## [What you will do]
Locate each line in the material below that contains the string "Query", treating uppercase and lowercase as distinct, and copy every such line.

## [Pointing records]
= = = = = = =

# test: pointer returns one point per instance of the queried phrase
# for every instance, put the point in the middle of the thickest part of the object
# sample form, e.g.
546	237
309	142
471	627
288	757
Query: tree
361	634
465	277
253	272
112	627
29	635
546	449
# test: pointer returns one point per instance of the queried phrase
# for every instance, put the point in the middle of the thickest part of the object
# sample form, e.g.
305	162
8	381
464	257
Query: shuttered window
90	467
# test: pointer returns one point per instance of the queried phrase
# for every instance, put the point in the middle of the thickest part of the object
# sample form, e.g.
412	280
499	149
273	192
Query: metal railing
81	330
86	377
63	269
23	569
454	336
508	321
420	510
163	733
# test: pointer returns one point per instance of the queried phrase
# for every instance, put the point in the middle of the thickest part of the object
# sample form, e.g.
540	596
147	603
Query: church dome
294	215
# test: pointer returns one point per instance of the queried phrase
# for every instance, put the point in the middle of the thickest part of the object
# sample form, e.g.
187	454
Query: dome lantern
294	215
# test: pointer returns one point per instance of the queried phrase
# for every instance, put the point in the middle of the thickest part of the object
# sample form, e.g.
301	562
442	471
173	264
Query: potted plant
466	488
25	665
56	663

= = = = = = =

## [Exercise output]
Query: tree
Query: shuttered window
Query: metal railing
Query: church dome
Query: dome lantern
Query: potted plant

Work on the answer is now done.